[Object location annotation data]
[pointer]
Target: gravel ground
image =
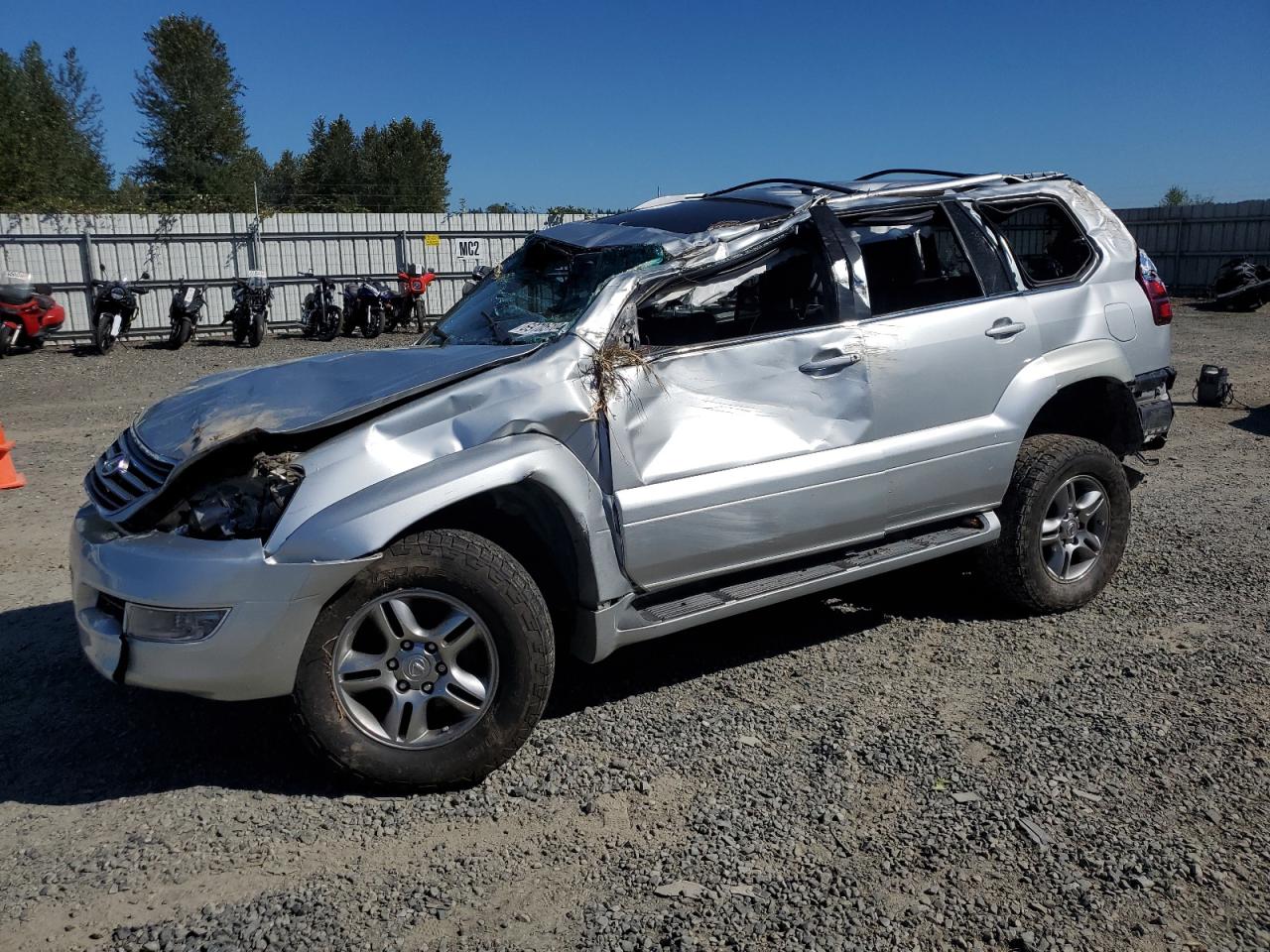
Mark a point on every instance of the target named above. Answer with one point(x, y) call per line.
point(906, 765)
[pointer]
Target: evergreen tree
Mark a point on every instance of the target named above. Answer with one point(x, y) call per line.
point(193, 125)
point(50, 139)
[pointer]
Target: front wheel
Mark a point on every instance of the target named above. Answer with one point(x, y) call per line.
point(431, 667)
point(180, 334)
point(102, 336)
point(255, 331)
point(1065, 525)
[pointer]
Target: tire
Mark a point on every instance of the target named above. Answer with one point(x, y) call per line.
point(255, 330)
point(102, 339)
point(334, 321)
point(512, 631)
point(181, 331)
point(1047, 575)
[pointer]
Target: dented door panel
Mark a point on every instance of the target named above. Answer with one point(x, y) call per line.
point(729, 456)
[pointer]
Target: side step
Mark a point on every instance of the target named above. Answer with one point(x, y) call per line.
point(649, 617)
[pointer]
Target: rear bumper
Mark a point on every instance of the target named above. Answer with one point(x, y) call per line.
point(253, 654)
point(1155, 405)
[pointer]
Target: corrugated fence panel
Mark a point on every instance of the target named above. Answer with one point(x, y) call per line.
point(1188, 243)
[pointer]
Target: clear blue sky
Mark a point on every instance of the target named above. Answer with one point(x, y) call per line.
point(604, 103)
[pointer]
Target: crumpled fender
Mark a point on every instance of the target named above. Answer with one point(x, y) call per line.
point(367, 521)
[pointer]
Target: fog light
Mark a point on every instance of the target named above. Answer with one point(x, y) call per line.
point(172, 624)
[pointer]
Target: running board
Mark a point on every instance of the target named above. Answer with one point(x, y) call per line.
point(638, 619)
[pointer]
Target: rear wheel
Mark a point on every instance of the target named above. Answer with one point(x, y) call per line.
point(1065, 525)
point(431, 667)
point(102, 338)
point(180, 334)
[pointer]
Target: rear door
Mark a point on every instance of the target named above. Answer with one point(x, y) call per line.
point(947, 333)
point(739, 439)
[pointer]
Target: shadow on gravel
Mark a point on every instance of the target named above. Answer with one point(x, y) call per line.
point(70, 737)
point(1256, 421)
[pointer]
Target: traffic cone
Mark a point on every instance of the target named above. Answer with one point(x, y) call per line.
point(9, 477)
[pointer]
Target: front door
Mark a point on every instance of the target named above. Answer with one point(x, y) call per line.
point(739, 440)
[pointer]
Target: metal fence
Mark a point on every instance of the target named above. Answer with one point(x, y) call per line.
point(1188, 243)
point(67, 250)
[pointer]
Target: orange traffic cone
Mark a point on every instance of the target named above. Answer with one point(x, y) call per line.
point(9, 477)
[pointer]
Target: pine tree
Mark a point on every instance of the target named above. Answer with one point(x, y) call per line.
point(51, 137)
point(193, 125)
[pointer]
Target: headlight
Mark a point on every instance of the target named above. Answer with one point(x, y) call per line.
point(244, 507)
point(146, 624)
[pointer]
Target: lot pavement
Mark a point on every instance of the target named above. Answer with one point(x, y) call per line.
point(906, 765)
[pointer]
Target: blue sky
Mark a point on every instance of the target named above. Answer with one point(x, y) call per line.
point(604, 103)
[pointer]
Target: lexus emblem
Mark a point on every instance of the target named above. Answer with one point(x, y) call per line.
point(114, 466)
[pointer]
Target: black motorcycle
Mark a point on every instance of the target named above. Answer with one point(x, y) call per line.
point(114, 304)
point(365, 304)
point(250, 311)
point(320, 316)
point(187, 302)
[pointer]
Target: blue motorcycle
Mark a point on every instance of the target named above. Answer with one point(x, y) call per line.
point(365, 306)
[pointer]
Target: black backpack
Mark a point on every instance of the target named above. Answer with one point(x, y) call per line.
point(1213, 388)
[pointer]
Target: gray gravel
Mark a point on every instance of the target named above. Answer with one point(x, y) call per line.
point(902, 766)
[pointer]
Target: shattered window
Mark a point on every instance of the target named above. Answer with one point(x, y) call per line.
point(1043, 238)
point(781, 291)
point(913, 259)
point(538, 294)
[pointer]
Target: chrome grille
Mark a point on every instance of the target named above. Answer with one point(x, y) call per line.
point(125, 474)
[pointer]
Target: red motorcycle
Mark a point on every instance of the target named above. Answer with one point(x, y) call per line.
point(403, 307)
point(28, 313)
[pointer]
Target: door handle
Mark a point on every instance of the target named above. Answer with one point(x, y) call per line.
point(828, 365)
point(1005, 327)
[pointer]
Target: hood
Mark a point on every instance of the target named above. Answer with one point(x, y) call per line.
point(305, 395)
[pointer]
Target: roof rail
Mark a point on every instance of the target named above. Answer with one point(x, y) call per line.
point(810, 182)
point(919, 172)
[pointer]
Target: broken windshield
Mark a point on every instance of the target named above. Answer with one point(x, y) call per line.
point(538, 294)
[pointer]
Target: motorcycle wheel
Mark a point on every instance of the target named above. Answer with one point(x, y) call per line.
point(255, 333)
point(102, 338)
point(180, 334)
point(334, 320)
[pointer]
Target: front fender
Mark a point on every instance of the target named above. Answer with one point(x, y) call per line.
point(367, 521)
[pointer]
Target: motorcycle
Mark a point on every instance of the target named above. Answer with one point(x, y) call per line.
point(114, 304)
point(404, 306)
point(250, 311)
point(365, 302)
point(27, 312)
point(187, 301)
point(318, 315)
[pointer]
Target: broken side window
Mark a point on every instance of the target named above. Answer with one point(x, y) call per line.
point(913, 259)
point(1043, 238)
point(781, 291)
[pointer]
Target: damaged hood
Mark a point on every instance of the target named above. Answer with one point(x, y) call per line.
point(304, 395)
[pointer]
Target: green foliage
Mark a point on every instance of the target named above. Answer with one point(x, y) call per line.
point(193, 126)
point(1176, 195)
point(51, 137)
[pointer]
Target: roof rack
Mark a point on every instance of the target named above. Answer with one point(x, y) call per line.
point(810, 182)
point(940, 173)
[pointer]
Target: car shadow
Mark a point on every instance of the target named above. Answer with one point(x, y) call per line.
point(1257, 421)
point(70, 737)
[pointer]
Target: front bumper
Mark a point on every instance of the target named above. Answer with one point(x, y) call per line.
point(1155, 405)
point(255, 651)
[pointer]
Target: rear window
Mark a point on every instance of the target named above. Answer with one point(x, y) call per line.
point(1044, 239)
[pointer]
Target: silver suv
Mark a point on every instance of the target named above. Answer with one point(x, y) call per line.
point(633, 426)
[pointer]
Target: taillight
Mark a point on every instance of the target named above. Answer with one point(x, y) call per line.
point(1161, 308)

▶ **WORK INSTRUCTIONS**: Pick out every line above that contains the string "broken", treating uppercase and lowercase as different.

▶ **EXERCISE SOLUTION**:
Target: broken windshield
Target: broken side window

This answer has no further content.